[Data records]
——————

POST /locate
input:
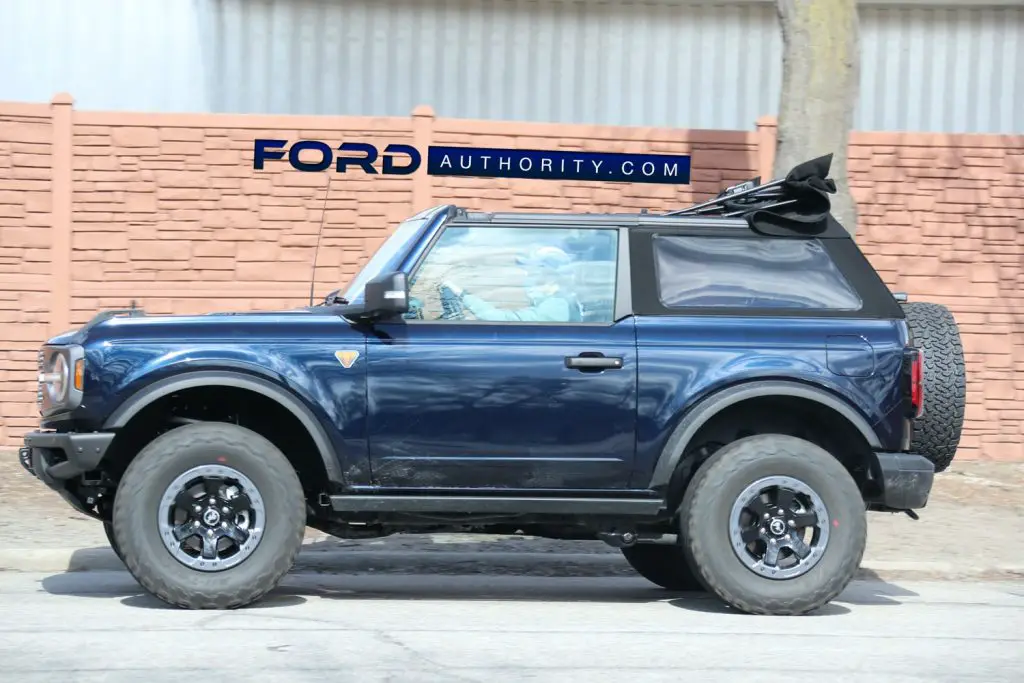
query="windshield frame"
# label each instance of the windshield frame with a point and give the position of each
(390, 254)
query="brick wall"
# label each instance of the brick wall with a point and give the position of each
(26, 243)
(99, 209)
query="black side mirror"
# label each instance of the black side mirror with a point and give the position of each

——————

Can you write out all of the items above word for word, leaving out the pictures?

POST /locate
input:
query="windshield frame"
# label each instance of the windshield frame with a point and give the position of each
(390, 254)
query="brick wall"
# label each instance of the brick wall with a point and give the position of each
(26, 243)
(99, 209)
query="black side mirror"
# label each instance of the black side mirror with a point and give the position of each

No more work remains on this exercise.